>>>>>

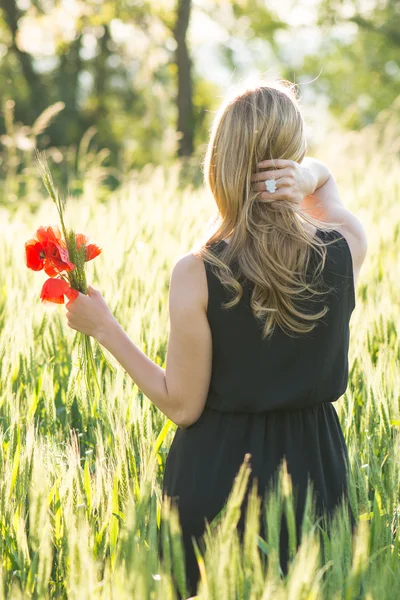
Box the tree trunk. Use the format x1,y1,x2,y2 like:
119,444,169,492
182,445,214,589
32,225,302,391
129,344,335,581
0,0,46,120
174,0,194,156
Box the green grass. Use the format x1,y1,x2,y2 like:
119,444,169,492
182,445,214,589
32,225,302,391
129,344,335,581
0,148,400,600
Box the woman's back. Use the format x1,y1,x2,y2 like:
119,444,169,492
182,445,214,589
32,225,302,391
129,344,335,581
205,229,355,413
163,230,355,594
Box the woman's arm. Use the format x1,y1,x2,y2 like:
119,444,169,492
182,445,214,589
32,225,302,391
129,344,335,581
252,157,367,278
66,254,212,427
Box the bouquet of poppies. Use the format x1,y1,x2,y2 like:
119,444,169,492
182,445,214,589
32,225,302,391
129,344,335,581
25,152,110,393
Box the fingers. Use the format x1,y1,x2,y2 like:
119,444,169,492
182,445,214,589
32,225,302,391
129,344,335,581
251,169,290,181
257,187,297,204
257,158,297,169
252,177,291,196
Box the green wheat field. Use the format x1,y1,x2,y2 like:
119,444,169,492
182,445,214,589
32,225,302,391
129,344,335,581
0,125,400,600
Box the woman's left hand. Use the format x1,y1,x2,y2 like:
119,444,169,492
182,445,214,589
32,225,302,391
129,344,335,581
251,158,317,205
65,285,115,339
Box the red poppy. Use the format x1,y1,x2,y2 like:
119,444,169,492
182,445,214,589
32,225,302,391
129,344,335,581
75,233,101,261
40,279,79,304
25,225,75,277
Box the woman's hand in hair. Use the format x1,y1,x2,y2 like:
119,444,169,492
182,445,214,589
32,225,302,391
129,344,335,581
251,158,318,204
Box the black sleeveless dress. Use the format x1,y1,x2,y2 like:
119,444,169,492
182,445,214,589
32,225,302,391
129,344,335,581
163,229,355,594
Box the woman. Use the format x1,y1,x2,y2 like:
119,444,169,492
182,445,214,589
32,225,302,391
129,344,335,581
66,81,367,594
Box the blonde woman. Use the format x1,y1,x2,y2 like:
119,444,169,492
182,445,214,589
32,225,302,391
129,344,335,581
67,80,367,594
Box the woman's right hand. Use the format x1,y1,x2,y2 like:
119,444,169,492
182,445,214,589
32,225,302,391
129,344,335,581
251,158,318,204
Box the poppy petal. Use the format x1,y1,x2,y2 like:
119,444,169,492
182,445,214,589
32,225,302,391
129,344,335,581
44,260,63,277
75,233,88,250
25,239,44,271
40,279,70,304
36,225,62,244
86,244,101,261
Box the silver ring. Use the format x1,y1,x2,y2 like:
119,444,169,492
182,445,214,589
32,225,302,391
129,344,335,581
264,177,276,194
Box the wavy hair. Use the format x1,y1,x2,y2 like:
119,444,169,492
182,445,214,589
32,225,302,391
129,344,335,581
194,79,337,338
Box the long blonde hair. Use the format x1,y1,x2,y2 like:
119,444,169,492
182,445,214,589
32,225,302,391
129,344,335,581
195,79,342,338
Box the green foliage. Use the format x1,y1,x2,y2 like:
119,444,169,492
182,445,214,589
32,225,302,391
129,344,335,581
0,130,400,600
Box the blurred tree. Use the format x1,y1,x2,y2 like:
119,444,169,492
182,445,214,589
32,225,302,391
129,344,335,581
0,0,47,120
303,0,400,129
174,0,194,156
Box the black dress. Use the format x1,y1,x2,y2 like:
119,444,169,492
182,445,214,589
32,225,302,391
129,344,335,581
163,229,355,594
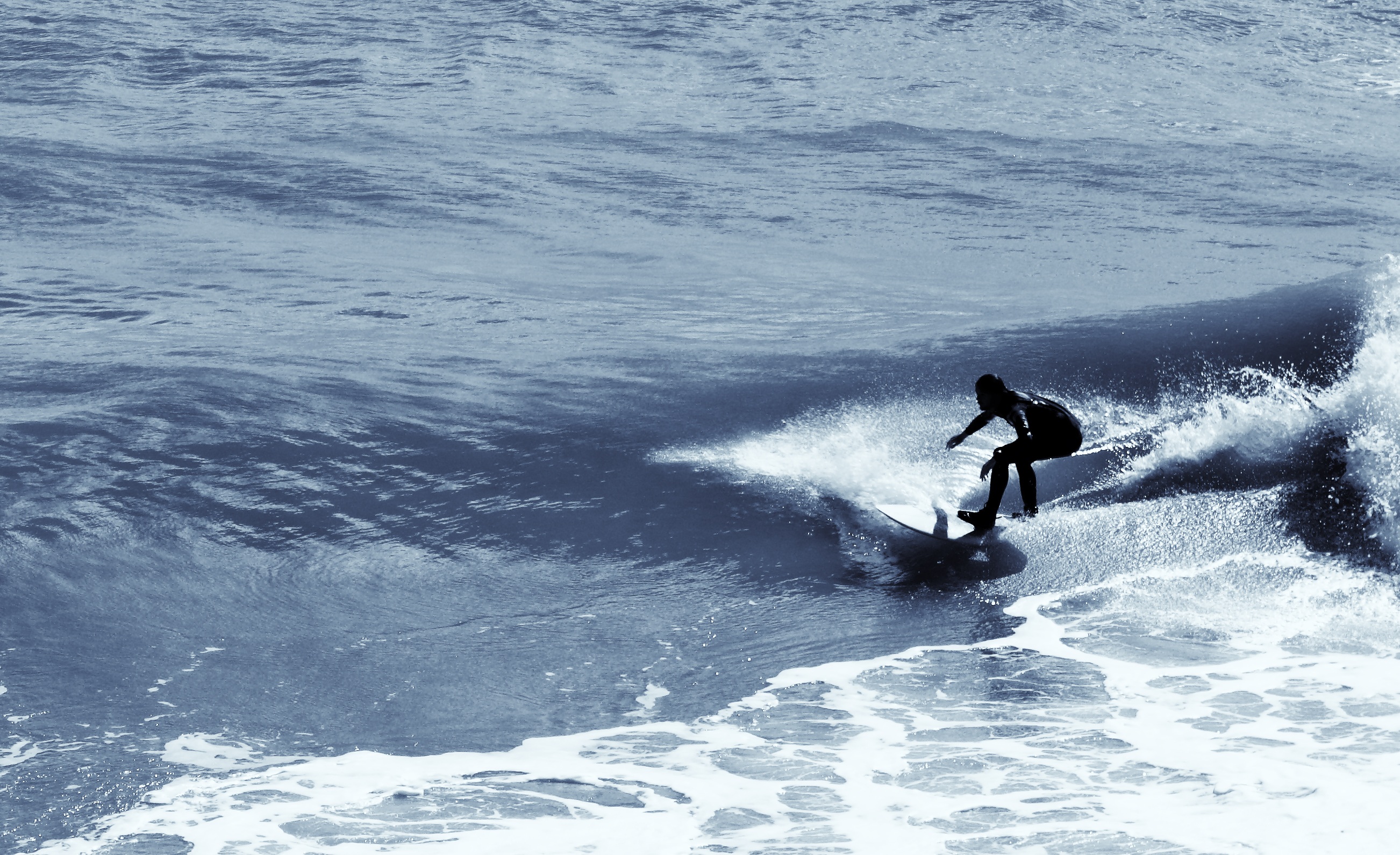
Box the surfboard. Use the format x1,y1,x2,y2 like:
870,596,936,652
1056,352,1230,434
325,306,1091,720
875,505,992,540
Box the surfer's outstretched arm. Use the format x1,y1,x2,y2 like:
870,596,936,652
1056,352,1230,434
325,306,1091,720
948,410,997,448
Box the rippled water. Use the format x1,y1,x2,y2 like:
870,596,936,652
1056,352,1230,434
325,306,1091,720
0,0,1400,855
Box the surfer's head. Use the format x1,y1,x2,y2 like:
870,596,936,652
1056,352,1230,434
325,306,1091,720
976,374,1006,410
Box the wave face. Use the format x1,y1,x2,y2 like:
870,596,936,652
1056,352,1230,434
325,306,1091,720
16,262,1400,853
0,0,1400,855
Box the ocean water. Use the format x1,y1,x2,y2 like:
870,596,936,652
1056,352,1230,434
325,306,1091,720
0,0,1400,855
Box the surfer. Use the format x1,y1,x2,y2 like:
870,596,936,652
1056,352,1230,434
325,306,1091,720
948,374,1083,529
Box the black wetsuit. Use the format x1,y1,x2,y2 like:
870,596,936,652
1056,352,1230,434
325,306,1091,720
992,390,1083,463
958,389,1083,517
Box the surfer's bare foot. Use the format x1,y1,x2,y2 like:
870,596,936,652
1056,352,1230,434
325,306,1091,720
958,508,997,529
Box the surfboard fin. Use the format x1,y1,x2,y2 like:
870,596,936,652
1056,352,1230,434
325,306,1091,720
958,509,997,530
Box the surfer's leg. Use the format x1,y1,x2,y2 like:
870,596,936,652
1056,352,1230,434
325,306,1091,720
1017,460,1038,515
981,455,1011,514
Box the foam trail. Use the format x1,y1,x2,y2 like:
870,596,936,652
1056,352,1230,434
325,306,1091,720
35,537,1400,855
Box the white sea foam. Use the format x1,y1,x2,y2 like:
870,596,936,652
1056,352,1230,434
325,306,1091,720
656,256,1400,554
45,551,1400,855
655,400,994,508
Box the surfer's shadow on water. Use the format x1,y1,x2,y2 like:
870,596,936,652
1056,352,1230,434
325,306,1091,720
886,529,1029,588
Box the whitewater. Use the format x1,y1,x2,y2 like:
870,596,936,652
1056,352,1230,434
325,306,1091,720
0,0,1400,855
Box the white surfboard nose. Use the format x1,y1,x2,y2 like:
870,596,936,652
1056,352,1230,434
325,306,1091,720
875,505,973,540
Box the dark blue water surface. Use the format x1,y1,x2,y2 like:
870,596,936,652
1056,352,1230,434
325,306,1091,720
0,0,1400,851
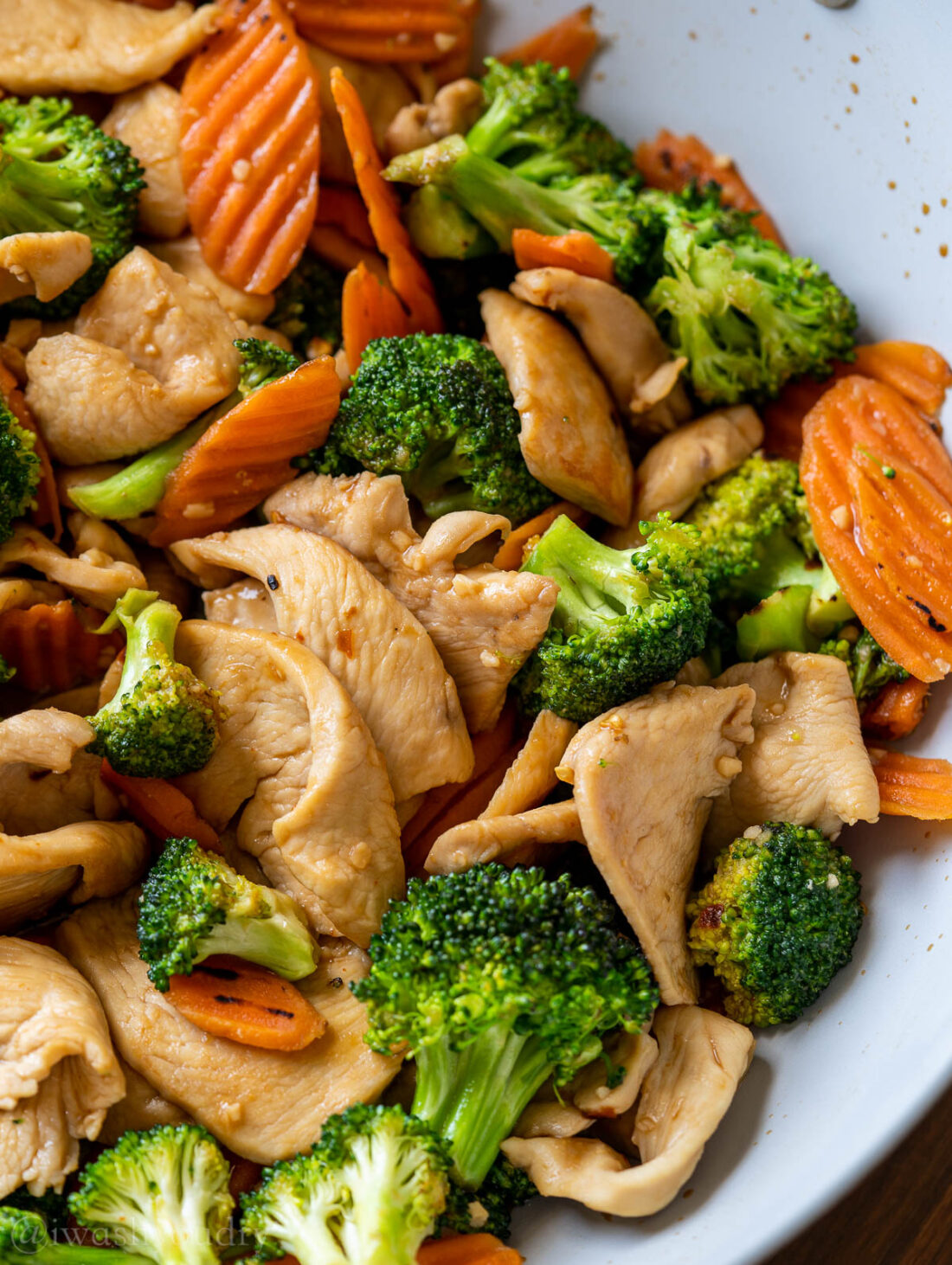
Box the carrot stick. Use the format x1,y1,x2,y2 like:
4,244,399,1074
150,356,340,547
0,600,125,695
512,229,615,282
340,263,410,373
634,128,783,246
166,954,326,1051
0,361,63,542
499,3,599,79
870,748,952,821
492,501,591,570
181,0,320,295
331,66,443,334
100,761,222,852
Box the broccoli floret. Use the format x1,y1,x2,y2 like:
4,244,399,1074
353,864,659,1191
87,588,222,778
267,250,343,356
0,96,145,320
138,838,317,993
515,515,711,723
820,629,909,703
241,1104,449,1265
0,1198,143,1265
687,821,864,1027
69,1125,235,1265
309,334,555,523
0,399,41,544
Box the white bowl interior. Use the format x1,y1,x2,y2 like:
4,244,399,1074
490,0,952,1265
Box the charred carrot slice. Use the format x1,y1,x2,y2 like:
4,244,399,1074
512,229,615,282
0,361,63,540
800,376,952,682
634,128,783,246
0,600,124,695
340,263,410,373
870,749,952,821
150,356,340,547
331,67,443,334
499,3,599,79
859,677,929,742
166,954,326,1051
492,501,591,570
100,761,222,852
181,0,320,295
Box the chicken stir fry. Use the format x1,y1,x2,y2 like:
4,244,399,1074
0,0,952,1265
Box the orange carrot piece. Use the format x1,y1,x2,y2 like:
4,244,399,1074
634,128,783,246
492,501,591,570
0,600,125,695
870,748,952,821
166,954,326,1051
499,3,599,79
150,356,340,547
800,376,952,682
181,0,320,295
100,761,222,852
331,66,443,334
0,361,63,540
416,1235,525,1265
859,677,929,742
512,229,615,282
340,263,410,373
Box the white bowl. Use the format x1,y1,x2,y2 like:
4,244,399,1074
492,0,952,1265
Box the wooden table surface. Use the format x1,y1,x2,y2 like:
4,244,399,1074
765,1089,952,1265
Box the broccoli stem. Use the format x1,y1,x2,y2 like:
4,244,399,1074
413,1024,552,1191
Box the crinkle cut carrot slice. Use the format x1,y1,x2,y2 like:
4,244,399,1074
181,0,320,295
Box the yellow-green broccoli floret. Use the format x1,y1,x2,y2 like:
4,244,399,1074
87,588,222,778
686,821,864,1027
138,838,317,993
241,1104,449,1265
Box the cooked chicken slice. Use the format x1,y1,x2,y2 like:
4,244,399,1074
150,236,274,325
479,290,634,523
0,0,218,96
383,79,486,157
96,1056,191,1146
57,892,400,1164
265,472,558,734
562,684,756,1005
0,523,145,611
604,403,763,549
0,231,93,304
503,1005,753,1217
172,525,473,800
0,821,150,932
509,268,691,433
704,652,880,855
0,937,125,1199
425,799,581,874
101,80,189,238
175,620,404,945
27,247,241,466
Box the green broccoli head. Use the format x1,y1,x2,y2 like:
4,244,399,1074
87,588,222,778
820,629,909,703
310,334,555,523
267,250,343,356
138,838,317,993
0,96,145,320
686,821,864,1027
241,1104,449,1265
515,515,711,723
69,1125,235,1265
0,399,41,544
353,864,659,1191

<<<<<

(Problem description): Rewrite the data from its beginning to the line containing "66,254,212,427", with both ends included, substituting "person's" for "woman's" and keeping everything else unchanged. Leave the pictures out of the answer.

(Completed task):
Box the tree trunk. Use the format x1,y1,x2,y2 like:
119,444,169,492
182,445,214,589
32,225,302,391
129,344,335,581
0,0,46,120
174,0,194,156
Box the green grass. Use the format x1,y1,x2,y2 like:
119,444,169,492
182,445,214,589
32,225,302,391
129,344,335,581
0,148,400,600
Box the person's back. Use the format x1,y1,x2,y2 like:
119,444,169,492
182,445,214,589
32,225,302,391
129,344,335,581
205,229,355,413
163,230,355,594
Box the person's arm. Use the format x1,y1,x2,y2 like:
119,444,169,492
182,445,214,589
32,225,302,391
129,344,335,581
252,157,367,278
66,254,212,427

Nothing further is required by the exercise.